Repeat every record exactly.

MATERIAL FOR THIS TASK:
┄┄┄┄┄┄

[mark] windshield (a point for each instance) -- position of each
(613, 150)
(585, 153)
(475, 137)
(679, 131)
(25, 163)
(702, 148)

┄┄┄┄┄┄

TASK RESULT:
[mark] windshield (a point for each instance) -- position of each
(613, 150)
(585, 153)
(475, 137)
(679, 131)
(25, 163)
(702, 148)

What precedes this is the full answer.